The task:
Report each line of the entries that contains the word "below", copied in full.

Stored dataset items

——

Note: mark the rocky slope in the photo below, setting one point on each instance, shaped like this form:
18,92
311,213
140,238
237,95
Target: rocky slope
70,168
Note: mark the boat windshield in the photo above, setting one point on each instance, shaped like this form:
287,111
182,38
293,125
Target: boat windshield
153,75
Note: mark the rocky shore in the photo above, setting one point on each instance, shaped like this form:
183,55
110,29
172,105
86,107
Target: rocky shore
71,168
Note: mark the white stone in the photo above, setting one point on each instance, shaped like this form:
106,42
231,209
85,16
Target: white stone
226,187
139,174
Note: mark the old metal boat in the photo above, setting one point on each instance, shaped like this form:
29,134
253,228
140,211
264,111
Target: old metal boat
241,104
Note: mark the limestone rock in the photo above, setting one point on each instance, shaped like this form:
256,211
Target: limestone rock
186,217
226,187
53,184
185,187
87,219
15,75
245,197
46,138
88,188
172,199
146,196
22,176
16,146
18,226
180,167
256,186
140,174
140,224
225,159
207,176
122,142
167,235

——

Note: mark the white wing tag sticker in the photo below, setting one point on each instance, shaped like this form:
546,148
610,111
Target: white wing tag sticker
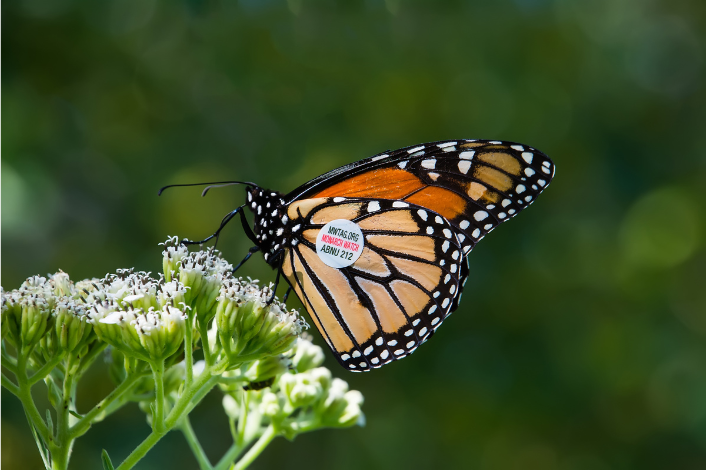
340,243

——

Answer area:
Note: mark the rocky slope in the photo below, setting one point on each instance, shaped like this form:
Note: mark the white wing tag sticker in the photo below, setting one point on each instance, shaped like this form:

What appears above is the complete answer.